Short problem: Display each line of the listing below that contains the string "fork", copying every such line in full.

Input for this task:

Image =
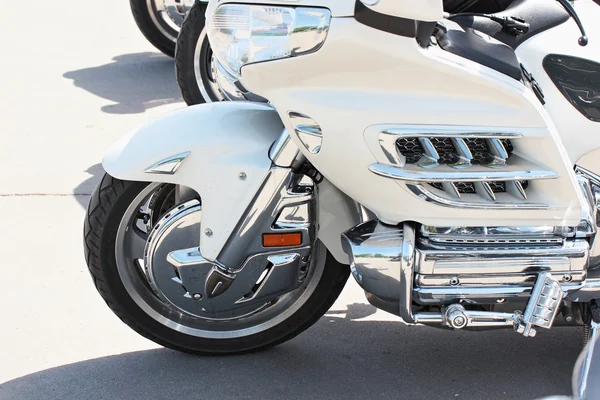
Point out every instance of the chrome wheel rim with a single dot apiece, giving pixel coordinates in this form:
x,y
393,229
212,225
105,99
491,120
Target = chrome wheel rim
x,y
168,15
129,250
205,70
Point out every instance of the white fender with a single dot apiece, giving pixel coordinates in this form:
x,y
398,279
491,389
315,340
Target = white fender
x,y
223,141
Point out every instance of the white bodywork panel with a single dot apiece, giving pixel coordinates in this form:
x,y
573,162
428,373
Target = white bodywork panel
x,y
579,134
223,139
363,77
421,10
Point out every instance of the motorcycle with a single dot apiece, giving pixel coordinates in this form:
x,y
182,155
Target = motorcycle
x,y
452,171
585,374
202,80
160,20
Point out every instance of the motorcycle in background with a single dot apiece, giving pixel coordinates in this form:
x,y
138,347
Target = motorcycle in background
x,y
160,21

==

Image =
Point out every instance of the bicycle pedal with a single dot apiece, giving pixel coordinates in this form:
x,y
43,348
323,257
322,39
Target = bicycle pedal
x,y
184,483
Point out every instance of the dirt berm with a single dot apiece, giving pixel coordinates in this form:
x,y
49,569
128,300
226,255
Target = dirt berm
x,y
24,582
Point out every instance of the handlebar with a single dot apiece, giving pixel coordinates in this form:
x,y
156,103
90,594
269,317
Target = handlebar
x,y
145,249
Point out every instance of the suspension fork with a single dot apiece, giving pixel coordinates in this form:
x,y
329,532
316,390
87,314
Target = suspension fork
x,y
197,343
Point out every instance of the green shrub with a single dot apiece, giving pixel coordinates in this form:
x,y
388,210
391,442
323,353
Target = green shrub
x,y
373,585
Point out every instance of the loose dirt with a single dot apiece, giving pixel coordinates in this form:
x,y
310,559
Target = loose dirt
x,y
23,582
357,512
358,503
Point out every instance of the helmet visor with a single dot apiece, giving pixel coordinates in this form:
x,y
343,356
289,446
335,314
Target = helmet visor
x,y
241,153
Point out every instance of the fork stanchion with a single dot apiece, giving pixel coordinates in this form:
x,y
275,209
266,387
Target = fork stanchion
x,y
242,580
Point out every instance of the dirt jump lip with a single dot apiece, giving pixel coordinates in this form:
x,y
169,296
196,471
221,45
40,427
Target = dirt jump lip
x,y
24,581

Complete output:
Point out every instance of the suspension fork with a single dot apiece, giving pixel coordinates in this form:
Target = suspension fork
Point out every instance of the fork stanchion with a single dot apiece, giving pixel coordinates in this form:
Target = fork stanchion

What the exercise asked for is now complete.